- **Set exercise**:
Select every line of the records that contains the word "pendant", and copy each one in full.
-*-*-
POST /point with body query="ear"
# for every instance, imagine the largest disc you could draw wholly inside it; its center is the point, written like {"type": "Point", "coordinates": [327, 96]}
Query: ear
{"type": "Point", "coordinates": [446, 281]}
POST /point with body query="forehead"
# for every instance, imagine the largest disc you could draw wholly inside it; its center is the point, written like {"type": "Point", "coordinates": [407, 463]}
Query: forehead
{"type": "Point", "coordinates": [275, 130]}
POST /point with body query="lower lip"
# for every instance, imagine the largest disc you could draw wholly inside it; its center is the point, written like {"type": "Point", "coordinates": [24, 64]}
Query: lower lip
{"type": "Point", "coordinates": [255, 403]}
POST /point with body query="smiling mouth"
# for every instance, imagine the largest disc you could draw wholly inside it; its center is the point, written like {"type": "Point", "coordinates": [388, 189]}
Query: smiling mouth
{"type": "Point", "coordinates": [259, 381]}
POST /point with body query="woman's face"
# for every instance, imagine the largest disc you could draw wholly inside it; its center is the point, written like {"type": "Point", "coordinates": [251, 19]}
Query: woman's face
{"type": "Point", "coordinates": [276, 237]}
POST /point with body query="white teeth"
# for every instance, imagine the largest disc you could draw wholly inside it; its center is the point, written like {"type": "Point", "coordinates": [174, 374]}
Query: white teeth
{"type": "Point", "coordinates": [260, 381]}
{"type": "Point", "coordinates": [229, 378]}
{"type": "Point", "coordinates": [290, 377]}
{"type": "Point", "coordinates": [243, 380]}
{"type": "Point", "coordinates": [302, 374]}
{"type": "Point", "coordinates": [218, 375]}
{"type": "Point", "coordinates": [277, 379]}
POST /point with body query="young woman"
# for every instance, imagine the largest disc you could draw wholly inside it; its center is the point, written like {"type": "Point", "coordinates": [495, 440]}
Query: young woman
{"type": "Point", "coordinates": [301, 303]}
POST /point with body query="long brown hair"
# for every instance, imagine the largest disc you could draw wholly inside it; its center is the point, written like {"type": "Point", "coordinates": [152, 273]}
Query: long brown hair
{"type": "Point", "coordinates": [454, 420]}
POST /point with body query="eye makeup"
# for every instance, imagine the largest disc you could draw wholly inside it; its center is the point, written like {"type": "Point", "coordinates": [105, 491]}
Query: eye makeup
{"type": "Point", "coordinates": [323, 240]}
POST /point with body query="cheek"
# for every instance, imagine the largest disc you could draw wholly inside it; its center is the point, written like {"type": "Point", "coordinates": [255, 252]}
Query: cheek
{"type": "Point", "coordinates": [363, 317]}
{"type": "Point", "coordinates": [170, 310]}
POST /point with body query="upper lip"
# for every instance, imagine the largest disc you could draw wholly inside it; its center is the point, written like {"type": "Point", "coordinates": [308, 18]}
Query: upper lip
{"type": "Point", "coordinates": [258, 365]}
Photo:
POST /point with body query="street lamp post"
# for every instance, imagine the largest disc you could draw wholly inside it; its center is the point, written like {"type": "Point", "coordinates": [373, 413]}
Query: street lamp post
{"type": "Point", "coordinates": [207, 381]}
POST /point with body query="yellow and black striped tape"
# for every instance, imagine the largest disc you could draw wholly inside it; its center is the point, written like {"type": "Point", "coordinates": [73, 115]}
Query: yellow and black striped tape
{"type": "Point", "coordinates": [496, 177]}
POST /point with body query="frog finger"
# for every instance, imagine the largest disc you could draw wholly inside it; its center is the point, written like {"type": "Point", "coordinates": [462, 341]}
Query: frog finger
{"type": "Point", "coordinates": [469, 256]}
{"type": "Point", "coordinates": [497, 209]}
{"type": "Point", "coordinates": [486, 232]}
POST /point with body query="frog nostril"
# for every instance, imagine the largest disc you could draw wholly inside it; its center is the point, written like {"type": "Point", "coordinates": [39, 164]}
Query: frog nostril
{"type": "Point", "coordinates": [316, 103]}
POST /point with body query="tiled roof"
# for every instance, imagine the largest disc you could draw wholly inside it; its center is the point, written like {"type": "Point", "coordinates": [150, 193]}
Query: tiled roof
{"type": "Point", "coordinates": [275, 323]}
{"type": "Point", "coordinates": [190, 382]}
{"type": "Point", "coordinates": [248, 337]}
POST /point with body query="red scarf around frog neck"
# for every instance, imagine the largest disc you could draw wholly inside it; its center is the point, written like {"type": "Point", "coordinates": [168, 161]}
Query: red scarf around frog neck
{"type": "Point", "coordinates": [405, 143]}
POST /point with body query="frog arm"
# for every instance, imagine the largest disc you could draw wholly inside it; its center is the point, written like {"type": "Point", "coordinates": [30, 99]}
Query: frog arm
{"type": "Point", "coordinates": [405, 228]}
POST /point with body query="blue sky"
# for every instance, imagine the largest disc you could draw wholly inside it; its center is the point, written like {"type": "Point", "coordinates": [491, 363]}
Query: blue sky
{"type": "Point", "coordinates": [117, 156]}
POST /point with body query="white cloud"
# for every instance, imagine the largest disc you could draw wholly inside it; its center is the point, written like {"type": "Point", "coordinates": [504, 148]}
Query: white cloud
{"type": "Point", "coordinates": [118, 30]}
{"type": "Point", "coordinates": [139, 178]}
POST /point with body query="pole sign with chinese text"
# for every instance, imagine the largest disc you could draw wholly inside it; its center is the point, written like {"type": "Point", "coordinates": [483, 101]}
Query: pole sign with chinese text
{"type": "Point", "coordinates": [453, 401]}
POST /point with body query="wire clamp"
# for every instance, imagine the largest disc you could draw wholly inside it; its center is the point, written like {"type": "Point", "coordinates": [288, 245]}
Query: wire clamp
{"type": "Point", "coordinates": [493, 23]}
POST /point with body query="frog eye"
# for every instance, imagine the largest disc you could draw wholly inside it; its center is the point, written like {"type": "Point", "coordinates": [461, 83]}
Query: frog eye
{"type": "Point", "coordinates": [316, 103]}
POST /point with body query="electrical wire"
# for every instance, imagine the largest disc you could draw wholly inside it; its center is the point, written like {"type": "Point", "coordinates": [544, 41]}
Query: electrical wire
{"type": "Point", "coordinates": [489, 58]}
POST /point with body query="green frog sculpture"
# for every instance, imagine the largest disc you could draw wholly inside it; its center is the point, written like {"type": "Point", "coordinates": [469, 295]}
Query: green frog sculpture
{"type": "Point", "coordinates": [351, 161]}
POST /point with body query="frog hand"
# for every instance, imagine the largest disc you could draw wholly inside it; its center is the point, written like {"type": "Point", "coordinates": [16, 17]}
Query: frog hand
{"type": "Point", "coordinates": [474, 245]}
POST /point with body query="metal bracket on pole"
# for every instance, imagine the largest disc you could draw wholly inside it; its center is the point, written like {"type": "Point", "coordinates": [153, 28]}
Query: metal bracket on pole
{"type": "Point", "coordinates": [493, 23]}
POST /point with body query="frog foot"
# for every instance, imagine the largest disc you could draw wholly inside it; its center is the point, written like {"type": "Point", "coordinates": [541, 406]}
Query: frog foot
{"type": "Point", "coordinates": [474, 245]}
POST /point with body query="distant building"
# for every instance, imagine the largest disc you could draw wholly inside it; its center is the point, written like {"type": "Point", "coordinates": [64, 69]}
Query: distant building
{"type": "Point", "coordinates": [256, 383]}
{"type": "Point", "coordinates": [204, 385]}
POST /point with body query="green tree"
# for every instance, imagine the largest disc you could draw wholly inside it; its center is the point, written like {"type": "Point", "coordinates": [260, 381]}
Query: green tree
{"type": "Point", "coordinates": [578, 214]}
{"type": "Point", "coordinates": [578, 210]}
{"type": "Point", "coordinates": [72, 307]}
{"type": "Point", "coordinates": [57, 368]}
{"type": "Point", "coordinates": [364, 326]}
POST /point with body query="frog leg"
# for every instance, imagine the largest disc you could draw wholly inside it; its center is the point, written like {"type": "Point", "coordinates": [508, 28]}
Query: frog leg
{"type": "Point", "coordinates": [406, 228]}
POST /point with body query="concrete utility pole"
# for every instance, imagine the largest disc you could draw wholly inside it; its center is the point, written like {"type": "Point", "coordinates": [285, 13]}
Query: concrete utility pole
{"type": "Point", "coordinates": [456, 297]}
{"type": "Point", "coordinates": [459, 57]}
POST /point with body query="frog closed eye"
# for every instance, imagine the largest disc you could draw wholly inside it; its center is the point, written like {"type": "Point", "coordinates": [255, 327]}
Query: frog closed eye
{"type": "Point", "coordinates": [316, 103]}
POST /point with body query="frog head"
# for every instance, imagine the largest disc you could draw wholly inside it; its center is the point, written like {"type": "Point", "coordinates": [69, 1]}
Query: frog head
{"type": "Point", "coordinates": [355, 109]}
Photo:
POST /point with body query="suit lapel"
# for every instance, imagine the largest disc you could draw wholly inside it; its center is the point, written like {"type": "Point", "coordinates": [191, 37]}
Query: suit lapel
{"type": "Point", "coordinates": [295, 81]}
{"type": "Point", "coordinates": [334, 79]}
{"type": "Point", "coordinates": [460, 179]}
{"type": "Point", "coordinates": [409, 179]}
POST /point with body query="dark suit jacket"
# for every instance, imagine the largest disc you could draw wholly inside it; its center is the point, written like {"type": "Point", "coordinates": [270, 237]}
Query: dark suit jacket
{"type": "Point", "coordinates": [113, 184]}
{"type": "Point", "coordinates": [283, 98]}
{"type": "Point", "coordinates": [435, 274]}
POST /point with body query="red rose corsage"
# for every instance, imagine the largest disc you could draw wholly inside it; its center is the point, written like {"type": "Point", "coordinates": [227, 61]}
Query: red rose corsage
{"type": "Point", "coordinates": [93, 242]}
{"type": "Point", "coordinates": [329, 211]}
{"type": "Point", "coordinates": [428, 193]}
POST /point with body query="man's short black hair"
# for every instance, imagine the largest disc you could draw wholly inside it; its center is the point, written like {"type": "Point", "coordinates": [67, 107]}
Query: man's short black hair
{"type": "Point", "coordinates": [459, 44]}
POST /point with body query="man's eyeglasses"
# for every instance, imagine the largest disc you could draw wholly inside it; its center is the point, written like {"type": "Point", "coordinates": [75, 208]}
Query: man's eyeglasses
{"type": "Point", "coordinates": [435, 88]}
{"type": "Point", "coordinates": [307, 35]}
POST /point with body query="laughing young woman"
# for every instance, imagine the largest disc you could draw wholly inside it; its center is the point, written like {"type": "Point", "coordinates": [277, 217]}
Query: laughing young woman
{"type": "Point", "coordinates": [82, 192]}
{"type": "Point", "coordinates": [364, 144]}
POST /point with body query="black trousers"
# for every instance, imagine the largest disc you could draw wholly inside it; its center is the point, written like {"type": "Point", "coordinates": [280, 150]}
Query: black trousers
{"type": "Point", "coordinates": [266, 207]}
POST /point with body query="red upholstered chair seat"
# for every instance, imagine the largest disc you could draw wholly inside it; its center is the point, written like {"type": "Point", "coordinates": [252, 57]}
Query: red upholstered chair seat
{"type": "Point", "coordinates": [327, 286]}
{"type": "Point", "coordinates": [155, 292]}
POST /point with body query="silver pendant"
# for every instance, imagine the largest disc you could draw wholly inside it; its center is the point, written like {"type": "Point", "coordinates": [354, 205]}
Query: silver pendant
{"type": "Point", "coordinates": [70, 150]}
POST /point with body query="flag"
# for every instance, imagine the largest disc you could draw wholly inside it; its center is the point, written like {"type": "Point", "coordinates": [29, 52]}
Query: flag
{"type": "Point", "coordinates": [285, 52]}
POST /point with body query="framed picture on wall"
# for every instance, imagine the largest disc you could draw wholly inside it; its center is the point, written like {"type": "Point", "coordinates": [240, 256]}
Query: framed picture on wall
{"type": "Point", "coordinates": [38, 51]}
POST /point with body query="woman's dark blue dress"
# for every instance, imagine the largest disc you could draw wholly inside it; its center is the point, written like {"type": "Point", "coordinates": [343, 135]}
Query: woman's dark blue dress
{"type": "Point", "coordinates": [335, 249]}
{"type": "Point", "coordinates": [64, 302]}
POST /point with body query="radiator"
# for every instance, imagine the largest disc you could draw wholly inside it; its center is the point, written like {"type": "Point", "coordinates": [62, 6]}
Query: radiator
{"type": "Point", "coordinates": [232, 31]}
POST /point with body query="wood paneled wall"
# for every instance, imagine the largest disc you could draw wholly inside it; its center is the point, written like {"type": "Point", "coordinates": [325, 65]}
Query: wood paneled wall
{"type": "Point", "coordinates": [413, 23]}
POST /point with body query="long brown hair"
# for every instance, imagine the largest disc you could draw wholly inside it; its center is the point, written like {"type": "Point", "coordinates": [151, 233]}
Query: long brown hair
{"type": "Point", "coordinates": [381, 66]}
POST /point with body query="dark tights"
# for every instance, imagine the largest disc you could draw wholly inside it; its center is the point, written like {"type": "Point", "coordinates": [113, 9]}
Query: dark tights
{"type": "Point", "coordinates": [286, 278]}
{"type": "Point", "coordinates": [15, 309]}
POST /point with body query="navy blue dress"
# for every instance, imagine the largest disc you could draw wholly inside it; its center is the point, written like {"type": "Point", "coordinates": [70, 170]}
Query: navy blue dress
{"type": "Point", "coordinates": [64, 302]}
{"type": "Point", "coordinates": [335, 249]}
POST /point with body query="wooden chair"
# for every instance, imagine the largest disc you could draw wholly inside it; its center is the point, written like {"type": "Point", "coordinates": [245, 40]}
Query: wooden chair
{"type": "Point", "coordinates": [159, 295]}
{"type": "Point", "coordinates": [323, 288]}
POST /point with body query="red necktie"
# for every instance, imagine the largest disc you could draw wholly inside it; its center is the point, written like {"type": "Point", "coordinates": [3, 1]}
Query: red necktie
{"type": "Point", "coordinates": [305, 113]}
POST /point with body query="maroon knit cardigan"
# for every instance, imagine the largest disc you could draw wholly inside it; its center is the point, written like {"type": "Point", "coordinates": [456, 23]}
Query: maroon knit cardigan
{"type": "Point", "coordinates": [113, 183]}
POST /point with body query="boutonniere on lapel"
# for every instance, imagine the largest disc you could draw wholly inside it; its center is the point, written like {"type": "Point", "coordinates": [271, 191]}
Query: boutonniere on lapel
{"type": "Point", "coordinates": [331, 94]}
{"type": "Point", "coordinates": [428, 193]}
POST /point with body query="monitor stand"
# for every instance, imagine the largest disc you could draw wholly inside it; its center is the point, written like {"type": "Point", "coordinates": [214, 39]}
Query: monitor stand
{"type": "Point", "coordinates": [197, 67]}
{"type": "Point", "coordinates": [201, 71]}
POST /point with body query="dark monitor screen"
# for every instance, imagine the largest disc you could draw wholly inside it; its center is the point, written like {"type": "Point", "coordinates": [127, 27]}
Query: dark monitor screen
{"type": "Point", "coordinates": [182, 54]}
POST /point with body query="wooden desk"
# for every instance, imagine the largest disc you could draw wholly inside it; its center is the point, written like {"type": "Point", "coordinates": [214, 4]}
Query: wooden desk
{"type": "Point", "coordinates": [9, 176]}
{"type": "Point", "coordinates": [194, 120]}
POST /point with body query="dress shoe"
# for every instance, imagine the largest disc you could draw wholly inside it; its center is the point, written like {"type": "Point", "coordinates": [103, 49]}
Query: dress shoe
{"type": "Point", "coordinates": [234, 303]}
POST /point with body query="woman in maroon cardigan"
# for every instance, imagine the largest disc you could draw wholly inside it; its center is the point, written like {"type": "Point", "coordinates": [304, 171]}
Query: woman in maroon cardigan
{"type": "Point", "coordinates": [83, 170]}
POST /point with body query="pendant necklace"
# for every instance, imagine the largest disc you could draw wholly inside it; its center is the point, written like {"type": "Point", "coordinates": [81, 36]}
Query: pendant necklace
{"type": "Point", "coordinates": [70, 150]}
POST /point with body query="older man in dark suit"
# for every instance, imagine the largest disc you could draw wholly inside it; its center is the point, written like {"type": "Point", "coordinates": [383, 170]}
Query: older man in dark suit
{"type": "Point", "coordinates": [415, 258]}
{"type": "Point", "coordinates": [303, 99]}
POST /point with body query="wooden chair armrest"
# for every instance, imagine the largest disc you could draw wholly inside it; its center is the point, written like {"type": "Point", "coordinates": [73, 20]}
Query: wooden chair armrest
-*-*-
- **Result of the exercise**:
POST /point with body query="silver pendant"
Query: silver pendant
POST /point with body query="pendant necklace"
Query: pendant necklace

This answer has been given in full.